Pull every line holding the string "sofa" from the records below.

(Spatial localization data)

-.-.-

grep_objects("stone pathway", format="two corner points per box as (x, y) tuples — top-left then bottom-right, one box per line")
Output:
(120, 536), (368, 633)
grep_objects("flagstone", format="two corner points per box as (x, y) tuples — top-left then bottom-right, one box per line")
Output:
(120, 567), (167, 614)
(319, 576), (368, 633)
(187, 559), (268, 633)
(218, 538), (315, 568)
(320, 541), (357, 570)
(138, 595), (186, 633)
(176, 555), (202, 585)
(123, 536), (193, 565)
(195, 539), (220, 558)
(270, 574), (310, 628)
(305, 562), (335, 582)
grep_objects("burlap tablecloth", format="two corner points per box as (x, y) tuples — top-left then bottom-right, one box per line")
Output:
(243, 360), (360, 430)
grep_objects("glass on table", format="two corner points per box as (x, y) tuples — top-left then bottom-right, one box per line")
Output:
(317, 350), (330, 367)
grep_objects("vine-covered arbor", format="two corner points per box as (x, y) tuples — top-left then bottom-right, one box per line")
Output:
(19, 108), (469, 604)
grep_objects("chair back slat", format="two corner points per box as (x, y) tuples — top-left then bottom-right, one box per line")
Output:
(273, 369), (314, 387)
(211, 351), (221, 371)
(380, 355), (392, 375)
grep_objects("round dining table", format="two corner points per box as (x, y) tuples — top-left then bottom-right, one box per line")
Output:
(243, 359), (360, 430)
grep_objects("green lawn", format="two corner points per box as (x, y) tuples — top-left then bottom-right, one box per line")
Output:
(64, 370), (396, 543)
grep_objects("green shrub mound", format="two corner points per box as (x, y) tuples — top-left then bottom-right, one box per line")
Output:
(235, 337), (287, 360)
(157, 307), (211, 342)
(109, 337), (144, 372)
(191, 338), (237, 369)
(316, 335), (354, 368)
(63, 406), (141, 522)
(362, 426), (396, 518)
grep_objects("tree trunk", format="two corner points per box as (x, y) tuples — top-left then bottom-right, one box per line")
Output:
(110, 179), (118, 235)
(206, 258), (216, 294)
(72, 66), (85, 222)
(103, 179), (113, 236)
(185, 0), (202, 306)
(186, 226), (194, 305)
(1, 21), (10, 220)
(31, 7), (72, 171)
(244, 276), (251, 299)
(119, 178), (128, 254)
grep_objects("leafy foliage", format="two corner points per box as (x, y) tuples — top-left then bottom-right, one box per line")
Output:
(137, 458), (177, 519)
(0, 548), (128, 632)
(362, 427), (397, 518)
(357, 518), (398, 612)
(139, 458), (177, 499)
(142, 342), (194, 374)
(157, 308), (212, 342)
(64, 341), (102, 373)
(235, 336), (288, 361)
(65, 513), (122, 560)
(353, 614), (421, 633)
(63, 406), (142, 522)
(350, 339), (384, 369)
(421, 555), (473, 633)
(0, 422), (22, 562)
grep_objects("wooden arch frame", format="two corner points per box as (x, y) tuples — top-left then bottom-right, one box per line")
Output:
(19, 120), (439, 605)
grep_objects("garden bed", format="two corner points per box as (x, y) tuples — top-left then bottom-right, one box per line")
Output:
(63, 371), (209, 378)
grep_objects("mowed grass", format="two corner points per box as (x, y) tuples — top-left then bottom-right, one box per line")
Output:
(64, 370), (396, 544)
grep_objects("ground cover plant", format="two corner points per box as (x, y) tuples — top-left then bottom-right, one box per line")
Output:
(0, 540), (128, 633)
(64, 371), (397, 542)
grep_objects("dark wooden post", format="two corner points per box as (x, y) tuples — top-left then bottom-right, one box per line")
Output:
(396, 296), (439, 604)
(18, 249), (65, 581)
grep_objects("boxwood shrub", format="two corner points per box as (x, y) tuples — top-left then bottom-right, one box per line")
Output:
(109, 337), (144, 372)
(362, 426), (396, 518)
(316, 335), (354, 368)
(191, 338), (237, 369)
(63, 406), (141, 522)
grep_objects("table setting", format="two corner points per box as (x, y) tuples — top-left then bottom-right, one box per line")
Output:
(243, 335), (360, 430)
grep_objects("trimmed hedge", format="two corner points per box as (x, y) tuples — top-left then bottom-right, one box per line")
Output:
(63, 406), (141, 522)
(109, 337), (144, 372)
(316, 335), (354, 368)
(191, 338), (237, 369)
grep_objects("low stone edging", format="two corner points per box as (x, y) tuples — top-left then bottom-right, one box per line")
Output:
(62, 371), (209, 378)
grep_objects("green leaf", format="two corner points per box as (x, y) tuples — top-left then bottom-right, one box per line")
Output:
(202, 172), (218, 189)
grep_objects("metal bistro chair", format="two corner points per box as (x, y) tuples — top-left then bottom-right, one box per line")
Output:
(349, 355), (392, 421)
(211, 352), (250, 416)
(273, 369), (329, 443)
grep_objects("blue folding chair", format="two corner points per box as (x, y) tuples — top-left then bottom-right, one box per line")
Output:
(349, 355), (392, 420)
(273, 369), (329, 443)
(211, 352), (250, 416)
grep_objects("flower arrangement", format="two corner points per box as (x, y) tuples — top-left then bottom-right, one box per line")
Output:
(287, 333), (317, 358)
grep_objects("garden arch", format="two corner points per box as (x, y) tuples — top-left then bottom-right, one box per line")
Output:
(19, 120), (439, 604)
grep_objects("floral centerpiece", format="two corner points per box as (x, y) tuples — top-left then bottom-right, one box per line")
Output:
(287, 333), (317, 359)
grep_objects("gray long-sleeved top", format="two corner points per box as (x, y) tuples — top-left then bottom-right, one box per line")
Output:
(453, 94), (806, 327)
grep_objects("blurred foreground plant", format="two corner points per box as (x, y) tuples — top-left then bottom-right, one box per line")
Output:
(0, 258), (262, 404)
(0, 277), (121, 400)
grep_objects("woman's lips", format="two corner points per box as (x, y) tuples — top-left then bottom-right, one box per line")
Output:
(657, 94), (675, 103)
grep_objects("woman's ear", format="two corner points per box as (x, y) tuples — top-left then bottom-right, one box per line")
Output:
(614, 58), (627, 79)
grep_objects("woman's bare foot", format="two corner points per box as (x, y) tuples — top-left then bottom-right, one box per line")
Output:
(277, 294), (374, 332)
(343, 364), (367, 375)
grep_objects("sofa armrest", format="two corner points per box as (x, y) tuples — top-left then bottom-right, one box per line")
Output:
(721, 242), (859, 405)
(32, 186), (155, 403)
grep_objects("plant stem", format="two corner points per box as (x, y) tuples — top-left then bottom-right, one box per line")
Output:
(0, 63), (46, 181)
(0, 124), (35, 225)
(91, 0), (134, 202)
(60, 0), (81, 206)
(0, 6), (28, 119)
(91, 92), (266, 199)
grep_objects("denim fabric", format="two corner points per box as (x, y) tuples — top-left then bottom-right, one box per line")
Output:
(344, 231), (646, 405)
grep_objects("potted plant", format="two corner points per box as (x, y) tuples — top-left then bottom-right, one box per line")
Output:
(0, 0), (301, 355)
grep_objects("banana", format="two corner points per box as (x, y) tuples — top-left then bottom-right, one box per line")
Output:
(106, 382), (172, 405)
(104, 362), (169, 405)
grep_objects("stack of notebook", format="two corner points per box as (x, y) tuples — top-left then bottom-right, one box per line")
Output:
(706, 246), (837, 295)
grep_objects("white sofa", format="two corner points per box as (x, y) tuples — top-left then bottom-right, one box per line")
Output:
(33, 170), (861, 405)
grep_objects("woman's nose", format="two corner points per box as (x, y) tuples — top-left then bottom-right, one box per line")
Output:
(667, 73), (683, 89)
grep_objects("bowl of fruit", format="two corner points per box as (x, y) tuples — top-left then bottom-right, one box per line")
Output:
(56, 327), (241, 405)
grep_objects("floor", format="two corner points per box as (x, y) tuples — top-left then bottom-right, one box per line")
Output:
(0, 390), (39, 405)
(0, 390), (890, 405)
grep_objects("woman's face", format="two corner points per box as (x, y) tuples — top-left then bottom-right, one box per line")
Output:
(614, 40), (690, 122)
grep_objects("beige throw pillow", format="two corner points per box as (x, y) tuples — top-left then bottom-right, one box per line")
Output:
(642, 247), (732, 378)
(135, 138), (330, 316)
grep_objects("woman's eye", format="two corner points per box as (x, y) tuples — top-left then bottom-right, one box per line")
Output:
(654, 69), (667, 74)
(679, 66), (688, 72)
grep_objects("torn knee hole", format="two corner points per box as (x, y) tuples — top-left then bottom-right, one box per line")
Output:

-.-.-

_Solution for this problem_
grep_objects("sofa armrest", format="two corner points per box as (x, y) tuples — top-left then bottom-right, one box per line")
grep_objects("white sofa", format="two corner points per box as (x, y) tuples — top-left then bottom-right, one box per line")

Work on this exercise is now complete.